··· Text section

The 2011 Sun Belt Conference football season was the 11th season of college football play for the Sun Belt Conference. The season began September 1, 2011 and concluded January 8, 2012 as part of the 2011-12 NCAA Division I FBS football season. The 2011 season consisted of nine members: Arkansas State, Florida Atlantic, Florida International, Louisiana–Lafayette, Louisiana–Monroe, Middle Tennessee State, North Texas, Troy and Western Kentucky.

The 2011 season was last with nine football-playing members as South Alabama elevated their program from FCS to FBS to become the conference's tenth all-sports member for the 2012 season.

==Preseason==

===Award watch lists===
The following Sun Belt players were named to preseason award watch lists.

Maxwell Award:
- Bobby Rainey – Western Kentucky

Chuck Bednarik Award:
- Jonathan Massaquoi – Troy

John Mackey Award:
- Jack Doyle – Western Kentucky
- Ladarius Green – Louisiana–Lafayette

Fred Biletnikoff Award:
- Dwayne Frampton – Arkansas State
- Ladarius Green – Louisiana–Lafayette

Bronko Nagurski Trophy:
- Jonathan Massaqoui – Troy

Outland Trophy:
- James Brown – Troy

Lombardi Award:
- Demario Davis – Arkansas State
- Jonathan Massaquoi – Troy

Rimington Trophy:
- Colin Boss – Middle Tennessee
- Tom Castilaw – Arkansas State

Davey O'Brien Award:
- Corey Robinson – Troy

Doak Walker Award:
- Alfred Morris – Florida Atlantic
- Bobby Rainey – Western Kentucky

Walter Camp Award:
- Jonathan Massaquoi – Troy

Lou Groza Award:
- Jake Griffin – Florida International

===Sun Belt media days===
During the Sun Belt media days on July 18–19 via videoconferencing, Florida International was selected as the favorite to win the conference in the coaches poll. They five first place votes. Troy received two first place votes while Arkansas State and Western Kentucky each received one.

====Coaches Poll====
1. Florida International – 75 (5)
2. Troy – 66 (2)
3. Middle Tennessee – 54
4. Louisiana–Monroe – 22
5. Arkansas State – 49 (1)

······

■ **Given task A**: In the article on the 2011 Sun Belt football season, turn the paragraph beginning "The 2011 Sun Belt Conference football season was the 11th season" into a short bulleted list that keeps its main facts.

··· Items

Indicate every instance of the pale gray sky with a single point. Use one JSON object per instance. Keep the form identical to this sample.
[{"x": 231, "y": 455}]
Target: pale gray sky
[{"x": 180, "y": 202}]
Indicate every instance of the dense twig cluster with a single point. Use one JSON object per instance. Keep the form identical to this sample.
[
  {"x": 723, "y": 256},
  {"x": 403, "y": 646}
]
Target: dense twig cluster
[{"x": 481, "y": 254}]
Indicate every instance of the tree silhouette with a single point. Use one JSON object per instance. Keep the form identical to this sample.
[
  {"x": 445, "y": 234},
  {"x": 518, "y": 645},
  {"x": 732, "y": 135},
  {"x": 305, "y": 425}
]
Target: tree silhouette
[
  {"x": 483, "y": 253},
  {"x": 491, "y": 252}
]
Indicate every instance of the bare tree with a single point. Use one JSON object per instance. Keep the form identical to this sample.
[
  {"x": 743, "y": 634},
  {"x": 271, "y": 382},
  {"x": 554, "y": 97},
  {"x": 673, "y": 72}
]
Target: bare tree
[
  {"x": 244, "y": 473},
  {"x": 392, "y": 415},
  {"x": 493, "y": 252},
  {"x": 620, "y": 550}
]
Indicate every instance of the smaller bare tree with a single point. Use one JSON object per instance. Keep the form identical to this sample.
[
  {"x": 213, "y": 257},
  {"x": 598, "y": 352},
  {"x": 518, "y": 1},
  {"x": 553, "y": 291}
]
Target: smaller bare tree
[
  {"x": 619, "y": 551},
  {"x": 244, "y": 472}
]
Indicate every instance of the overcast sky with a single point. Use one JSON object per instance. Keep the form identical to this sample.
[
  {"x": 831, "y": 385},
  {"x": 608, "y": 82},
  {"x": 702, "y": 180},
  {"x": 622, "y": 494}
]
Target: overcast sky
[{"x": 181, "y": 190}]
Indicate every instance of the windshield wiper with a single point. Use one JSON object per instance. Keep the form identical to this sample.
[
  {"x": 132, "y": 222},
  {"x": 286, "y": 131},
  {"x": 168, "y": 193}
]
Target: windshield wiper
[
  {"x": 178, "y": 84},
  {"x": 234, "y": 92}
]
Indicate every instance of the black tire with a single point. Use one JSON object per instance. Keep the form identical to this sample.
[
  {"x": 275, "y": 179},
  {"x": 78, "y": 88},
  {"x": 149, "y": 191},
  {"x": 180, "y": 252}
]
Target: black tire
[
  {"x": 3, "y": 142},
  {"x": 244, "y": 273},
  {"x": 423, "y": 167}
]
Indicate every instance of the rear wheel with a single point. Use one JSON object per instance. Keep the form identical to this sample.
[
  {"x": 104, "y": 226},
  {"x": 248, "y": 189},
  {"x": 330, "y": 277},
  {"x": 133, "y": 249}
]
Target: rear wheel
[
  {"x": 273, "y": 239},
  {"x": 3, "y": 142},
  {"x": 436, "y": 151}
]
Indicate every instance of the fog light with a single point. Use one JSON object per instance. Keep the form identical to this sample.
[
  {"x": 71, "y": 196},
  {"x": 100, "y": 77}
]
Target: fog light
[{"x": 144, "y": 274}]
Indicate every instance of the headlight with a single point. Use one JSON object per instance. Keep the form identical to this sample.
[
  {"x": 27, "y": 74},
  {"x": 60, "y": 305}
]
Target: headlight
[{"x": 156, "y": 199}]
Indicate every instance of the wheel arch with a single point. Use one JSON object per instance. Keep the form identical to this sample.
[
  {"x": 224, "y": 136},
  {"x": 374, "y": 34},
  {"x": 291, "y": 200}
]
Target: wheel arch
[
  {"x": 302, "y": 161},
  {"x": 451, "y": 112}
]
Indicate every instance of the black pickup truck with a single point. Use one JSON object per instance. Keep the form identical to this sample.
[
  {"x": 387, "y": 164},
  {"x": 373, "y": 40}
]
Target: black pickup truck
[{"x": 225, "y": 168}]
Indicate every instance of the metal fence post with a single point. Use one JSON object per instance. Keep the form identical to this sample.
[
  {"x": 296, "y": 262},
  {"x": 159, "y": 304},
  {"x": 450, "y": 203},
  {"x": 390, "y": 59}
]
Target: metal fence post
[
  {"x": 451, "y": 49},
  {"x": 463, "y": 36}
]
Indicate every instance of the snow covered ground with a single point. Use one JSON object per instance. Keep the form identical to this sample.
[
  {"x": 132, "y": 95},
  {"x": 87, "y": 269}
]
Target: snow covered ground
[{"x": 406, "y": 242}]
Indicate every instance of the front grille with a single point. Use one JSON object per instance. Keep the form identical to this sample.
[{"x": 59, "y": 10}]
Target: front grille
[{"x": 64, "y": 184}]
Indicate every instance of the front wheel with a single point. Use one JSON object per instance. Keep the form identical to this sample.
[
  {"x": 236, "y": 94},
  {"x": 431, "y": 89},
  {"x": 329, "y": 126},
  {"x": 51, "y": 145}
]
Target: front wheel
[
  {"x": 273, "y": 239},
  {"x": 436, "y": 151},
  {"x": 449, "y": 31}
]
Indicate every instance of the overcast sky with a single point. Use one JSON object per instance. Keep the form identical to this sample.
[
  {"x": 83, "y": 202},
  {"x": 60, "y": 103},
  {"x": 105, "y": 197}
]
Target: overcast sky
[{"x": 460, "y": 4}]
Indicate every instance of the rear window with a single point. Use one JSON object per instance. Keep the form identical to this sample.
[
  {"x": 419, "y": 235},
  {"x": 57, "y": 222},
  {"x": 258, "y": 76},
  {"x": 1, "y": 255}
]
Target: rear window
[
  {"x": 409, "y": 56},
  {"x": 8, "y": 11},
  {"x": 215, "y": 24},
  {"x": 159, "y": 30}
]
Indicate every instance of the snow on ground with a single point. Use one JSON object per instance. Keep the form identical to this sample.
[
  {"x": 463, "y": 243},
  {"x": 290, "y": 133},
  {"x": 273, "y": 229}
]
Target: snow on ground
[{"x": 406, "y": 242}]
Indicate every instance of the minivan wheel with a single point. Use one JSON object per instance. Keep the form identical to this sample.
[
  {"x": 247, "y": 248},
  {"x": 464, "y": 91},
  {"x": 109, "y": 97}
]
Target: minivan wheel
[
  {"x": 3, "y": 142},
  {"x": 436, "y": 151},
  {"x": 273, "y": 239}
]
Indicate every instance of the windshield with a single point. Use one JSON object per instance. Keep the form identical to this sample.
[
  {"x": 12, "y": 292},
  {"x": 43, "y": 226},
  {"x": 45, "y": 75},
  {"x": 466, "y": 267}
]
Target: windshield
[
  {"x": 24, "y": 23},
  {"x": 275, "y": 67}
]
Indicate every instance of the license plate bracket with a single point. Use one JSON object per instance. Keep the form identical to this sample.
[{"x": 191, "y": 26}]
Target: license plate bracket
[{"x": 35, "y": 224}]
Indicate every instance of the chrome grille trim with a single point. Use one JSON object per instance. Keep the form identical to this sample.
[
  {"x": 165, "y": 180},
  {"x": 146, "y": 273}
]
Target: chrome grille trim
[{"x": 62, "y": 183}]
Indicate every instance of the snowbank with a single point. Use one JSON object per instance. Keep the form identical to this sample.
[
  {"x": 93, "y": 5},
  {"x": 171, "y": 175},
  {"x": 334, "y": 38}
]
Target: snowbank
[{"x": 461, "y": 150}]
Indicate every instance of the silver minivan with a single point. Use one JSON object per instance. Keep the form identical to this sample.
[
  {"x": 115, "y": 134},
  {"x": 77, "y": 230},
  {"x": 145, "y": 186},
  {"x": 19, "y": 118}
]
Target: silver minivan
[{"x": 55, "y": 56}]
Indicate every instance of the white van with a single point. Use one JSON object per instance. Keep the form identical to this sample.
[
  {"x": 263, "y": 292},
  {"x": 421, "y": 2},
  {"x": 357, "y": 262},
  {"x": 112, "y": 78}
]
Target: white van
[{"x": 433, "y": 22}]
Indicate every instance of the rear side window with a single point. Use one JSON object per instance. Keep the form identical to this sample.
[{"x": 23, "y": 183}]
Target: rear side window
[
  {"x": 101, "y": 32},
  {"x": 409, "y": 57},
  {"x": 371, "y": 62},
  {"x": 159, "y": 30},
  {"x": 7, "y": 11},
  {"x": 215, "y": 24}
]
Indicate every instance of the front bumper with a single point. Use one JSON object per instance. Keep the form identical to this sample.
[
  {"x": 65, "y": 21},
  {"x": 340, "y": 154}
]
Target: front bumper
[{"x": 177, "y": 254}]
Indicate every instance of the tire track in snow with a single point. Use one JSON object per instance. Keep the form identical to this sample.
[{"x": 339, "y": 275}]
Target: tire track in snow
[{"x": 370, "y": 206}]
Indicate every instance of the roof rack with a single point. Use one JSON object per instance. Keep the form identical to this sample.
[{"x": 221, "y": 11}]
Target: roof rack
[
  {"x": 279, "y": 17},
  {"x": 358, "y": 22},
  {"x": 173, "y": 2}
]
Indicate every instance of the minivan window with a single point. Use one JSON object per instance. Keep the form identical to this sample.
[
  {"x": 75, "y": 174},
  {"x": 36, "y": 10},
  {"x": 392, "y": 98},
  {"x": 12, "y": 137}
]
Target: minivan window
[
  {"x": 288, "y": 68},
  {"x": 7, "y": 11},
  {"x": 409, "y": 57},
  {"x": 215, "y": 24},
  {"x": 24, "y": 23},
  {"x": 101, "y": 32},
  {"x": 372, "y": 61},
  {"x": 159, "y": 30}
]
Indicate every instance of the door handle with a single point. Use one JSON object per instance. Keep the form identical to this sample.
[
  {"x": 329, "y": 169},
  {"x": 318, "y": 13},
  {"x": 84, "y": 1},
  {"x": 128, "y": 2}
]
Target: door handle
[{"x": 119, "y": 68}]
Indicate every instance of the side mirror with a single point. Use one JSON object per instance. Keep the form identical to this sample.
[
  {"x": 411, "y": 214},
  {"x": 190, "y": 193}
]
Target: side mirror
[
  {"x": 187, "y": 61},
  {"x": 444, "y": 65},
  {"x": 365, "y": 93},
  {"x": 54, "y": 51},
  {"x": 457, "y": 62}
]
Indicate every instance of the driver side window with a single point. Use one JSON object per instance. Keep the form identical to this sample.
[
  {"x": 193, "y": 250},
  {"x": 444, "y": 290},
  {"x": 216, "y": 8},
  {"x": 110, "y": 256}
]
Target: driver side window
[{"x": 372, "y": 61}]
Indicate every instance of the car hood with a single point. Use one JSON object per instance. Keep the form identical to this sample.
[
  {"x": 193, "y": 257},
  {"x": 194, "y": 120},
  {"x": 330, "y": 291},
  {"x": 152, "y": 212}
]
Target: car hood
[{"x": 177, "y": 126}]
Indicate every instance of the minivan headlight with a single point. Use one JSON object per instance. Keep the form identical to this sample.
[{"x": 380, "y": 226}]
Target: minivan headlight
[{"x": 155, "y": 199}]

······

■ **Given task B**: Count the lines of the listing above that contain the word "cluster", and reply with the number alone.

■ **Output A**:
- 11th season of college football play for the Sun Belt Conference
- Began September 1, 2011, and concluded January 8, 2012, as part of the 2011-12 NCAA Division I FBS football season
- Nine members: Arkansas State, Florida Atlantic, Florida International, Louisiana–Lafayette, Louisiana–Monroe, Middle Tennessee State, North Texas, Troy and Western Kentucky

■ **Output B**: 2